Set task: Count the lines in the records below that contain the word "railing". Reply with the number alone.

-- START Source records --

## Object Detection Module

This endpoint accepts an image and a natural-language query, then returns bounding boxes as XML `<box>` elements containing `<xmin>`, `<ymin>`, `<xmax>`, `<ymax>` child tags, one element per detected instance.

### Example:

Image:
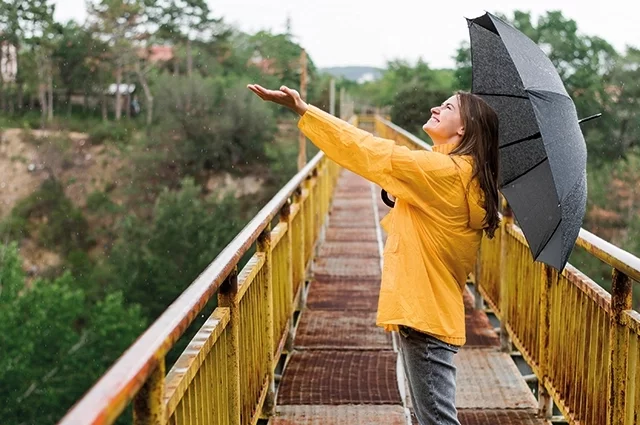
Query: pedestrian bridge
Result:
<box><xmin>60</xmin><ymin>116</ymin><xmax>640</xmax><ymax>425</ymax></box>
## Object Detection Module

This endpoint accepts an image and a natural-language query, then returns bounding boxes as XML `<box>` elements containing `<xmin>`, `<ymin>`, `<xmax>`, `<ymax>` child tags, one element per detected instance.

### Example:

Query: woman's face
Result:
<box><xmin>422</xmin><ymin>95</ymin><xmax>464</xmax><ymax>145</ymax></box>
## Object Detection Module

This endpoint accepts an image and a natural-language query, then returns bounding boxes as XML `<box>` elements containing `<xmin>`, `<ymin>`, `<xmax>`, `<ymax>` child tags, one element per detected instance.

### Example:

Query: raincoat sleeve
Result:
<box><xmin>298</xmin><ymin>105</ymin><xmax>455</xmax><ymax>205</ymax></box>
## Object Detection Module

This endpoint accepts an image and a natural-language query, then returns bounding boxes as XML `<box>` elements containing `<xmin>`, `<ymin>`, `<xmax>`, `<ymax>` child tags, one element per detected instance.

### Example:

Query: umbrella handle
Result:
<box><xmin>380</xmin><ymin>189</ymin><xmax>396</xmax><ymax>208</ymax></box>
<box><xmin>578</xmin><ymin>112</ymin><xmax>602</xmax><ymax>124</ymax></box>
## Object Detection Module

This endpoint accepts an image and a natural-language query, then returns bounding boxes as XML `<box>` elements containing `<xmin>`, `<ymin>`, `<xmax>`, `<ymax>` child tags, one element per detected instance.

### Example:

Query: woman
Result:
<box><xmin>248</xmin><ymin>84</ymin><xmax>499</xmax><ymax>425</ymax></box>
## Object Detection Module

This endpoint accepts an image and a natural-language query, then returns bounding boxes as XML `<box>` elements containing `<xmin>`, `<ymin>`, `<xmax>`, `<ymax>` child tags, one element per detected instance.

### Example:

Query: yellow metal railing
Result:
<box><xmin>375</xmin><ymin>117</ymin><xmax>640</xmax><ymax>425</ymax></box>
<box><xmin>60</xmin><ymin>144</ymin><xmax>342</xmax><ymax>425</ymax></box>
<box><xmin>476</xmin><ymin>202</ymin><xmax>640</xmax><ymax>425</ymax></box>
<box><xmin>56</xmin><ymin>112</ymin><xmax>640</xmax><ymax>425</ymax></box>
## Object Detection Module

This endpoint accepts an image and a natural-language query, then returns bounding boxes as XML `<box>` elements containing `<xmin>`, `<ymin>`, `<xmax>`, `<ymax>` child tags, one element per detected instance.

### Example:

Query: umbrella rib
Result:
<box><xmin>534</xmin><ymin>216</ymin><xmax>562</xmax><ymax>261</ymax></box>
<box><xmin>502</xmin><ymin>157</ymin><xmax>549</xmax><ymax>187</ymax></box>
<box><xmin>500</xmin><ymin>131</ymin><xmax>541</xmax><ymax>149</ymax></box>
<box><xmin>474</xmin><ymin>92</ymin><xmax>529</xmax><ymax>99</ymax></box>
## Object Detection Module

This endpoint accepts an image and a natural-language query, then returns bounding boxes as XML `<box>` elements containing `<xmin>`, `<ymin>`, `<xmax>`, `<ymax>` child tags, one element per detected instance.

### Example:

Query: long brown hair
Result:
<box><xmin>451</xmin><ymin>91</ymin><xmax>500</xmax><ymax>239</ymax></box>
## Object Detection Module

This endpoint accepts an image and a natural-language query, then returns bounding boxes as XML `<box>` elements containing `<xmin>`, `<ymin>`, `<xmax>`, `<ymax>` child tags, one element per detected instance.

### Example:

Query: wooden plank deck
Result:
<box><xmin>270</xmin><ymin>171</ymin><xmax>545</xmax><ymax>425</ymax></box>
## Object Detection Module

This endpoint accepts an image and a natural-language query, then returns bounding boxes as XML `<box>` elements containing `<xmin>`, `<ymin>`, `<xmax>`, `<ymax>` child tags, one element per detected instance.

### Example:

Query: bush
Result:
<box><xmin>1</xmin><ymin>179</ymin><xmax>92</xmax><ymax>255</ymax></box>
<box><xmin>156</xmin><ymin>76</ymin><xmax>276</xmax><ymax>175</ymax></box>
<box><xmin>89</xmin><ymin>121</ymin><xmax>135</xmax><ymax>145</ymax></box>
<box><xmin>0</xmin><ymin>243</ymin><xmax>146</xmax><ymax>424</ymax></box>
<box><xmin>109</xmin><ymin>178</ymin><xmax>244</xmax><ymax>320</ymax></box>
<box><xmin>87</xmin><ymin>190</ymin><xmax>122</xmax><ymax>213</ymax></box>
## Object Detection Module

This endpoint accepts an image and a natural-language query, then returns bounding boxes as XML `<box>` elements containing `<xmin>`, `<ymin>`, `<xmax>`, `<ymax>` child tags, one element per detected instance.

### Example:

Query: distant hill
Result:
<box><xmin>320</xmin><ymin>66</ymin><xmax>384</xmax><ymax>82</ymax></box>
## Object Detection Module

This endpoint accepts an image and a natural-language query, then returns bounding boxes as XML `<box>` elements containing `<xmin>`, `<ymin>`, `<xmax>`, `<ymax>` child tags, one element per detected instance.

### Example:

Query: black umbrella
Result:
<box><xmin>467</xmin><ymin>13</ymin><xmax>591</xmax><ymax>270</ymax></box>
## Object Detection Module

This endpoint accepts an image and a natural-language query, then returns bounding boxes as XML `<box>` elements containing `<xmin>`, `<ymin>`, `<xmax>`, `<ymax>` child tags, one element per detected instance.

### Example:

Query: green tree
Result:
<box><xmin>109</xmin><ymin>178</ymin><xmax>244</xmax><ymax>320</ymax></box>
<box><xmin>0</xmin><ymin>243</ymin><xmax>145</xmax><ymax>425</ymax></box>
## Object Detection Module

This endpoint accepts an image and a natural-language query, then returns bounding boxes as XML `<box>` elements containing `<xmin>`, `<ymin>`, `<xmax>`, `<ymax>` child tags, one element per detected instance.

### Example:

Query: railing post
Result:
<box><xmin>500</xmin><ymin>201</ymin><xmax>513</xmax><ymax>353</ymax></box>
<box><xmin>304</xmin><ymin>174</ymin><xmax>316</xmax><ymax>284</ymax></box>
<box><xmin>535</xmin><ymin>264</ymin><xmax>556</xmax><ymax>419</ymax></box>
<box><xmin>218</xmin><ymin>267</ymin><xmax>241</xmax><ymax>425</ymax></box>
<box><xmin>133</xmin><ymin>358</ymin><xmax>165</xmax><ymax>425</ymax></box>
<box><xmin>292</xmin><ymin>185</ymin><xmax>307</xmax><ymax>310</ymax></box>
<box><xmin>280</xmin><ymin>200</ymin><xmax>294</xmax><ymax>352</ymax></box>
<box><xmin>257</xmin><ymin>224</ymin><xmax>276</xmax><ymax>416</ymax></box>
<box><xmin>607</xmin><ymin>269</ymin><xmax>633</xmax><ymax>425</ymax></box>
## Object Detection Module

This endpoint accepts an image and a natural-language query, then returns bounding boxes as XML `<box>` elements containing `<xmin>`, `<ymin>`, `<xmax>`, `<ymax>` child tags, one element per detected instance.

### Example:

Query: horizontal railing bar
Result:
<box><xmin>576</xmin><ymin>229</ymin><xmax>640</xmax><ymax>281</ymax></box>
<box><xmin>237</xmin><ymin>252</ymin><xmax>266</xmax><ymax>302</ymax></box>
<box><xmin>164</xmin><ymin>307</ymin><xmax>230</xmax><ymax>418</ymax></box>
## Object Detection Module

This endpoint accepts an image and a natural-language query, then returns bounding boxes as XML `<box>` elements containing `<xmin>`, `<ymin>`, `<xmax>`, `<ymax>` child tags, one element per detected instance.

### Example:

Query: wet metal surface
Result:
<box><xmin>458</xmin><ymin>409</ymin><xmax>546</xmax><ymax>425</ymax></box>
<box><xmin>270</xmin><ymin>405</ymin><xmax>406</xmax><ymax>425</ymax></box>
<box><xmin>307</xmin><ymin>279</ymin><xmax>380</xmax><ymax>311</ymax></box>
<box><xmin>270</xmin><ymin>172</ymin><xmax>544</xmax><ymax>425</ymax></box>
<box><xmin>325</xmin><ymin>227</ymin><xmax>377</xmax><ymax>242</ymax></box>
<box><xmin>278</xmin><ymin>350</ymin><xmax>401</xmax><ymax>405</ymax></box>
<box><xmin>313</xmin><ymin>257</ymin><xmax>380</xmax><ymax>280</ymax></box>
<box><xmin>454</xmin><ymin>348</ymin><xmax>538</xmax><ymax>409</ymax></box>
<box><xmin>295</xmin><ymin>310</ymin><xmax>393</xmax><ymax>350</ymax></box>
<box><xmin>464</xmin><ymin>291</ymin><xmax>500</xmax><ymax>348</ymax></box>
<box><xmin>318</xmin><ymin>241</ymin><xmax>379</xmax><ymax>258</ymax></box>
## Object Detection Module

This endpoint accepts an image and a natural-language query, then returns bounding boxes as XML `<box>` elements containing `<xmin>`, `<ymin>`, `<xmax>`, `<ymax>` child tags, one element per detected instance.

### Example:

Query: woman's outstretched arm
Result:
<box><xmin>248</xmin><ymin>85</ymin><xmax>456</xmax><ymax>205</ymax></box>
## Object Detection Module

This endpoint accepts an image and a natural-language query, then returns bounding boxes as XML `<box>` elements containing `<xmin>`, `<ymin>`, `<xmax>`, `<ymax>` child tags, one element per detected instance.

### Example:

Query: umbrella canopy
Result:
<box><xmin>467</xmin><ymin>13</ymin><xmax>587</xmax><ymax>270</ymax></box>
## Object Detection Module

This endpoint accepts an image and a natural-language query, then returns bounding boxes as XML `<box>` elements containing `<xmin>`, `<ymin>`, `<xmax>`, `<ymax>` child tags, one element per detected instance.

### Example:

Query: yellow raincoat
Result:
<box><xmin>298</xmin><ymin>105</ymin><xmax>485</xmax><ymax>345</ymax></box>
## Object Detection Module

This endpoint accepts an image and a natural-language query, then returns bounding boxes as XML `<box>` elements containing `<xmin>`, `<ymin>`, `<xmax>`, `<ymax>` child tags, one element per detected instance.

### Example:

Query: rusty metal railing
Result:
<box><xmin>375</xmin><ymin>117</ymin><xmax>640</xmax><ymax>425</ymax></box>
<box><xmin>60</xmin><ymin>142</ymin><xmax>342</xmax><ymax>425</ymax></box>
<box><xmin>476</xmin><ymin>195</ymin><xmax>640</xmax><ymax>425</ymax></box>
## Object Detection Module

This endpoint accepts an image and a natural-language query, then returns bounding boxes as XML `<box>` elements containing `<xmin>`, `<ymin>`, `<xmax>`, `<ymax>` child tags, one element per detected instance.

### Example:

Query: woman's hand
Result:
<box><xmin>247</xmin><ymin>84</ymin><xmax>309</xmax><ymax>116</ymax></box>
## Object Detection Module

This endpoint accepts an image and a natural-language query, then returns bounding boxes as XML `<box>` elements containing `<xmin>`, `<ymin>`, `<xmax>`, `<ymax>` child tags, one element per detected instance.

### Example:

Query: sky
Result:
<box><xmin>53</xmin><ymin>0</ymin><xmax>640</xmax><ymax>68</ymax></box>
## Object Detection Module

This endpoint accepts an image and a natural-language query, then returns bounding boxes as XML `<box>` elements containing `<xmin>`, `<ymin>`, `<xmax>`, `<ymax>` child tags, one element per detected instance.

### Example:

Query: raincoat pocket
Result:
<box><xmin>382</xmin><ymin>234</ymin><xmax>400</xmax><ymax>253</ymax></box>
<box><xmin>382</xmin><ymin>234</ymin><xmax>400</xmax><ymax>281</ymax></box>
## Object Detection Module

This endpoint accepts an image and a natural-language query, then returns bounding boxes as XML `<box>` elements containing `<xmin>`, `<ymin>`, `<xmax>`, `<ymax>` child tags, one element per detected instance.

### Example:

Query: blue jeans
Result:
<box><xmin>398</xmin><ymin>326</ymin><xmax>460</xmax><ymax>425</ymax></box>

-- END Source records --

Finished task: 4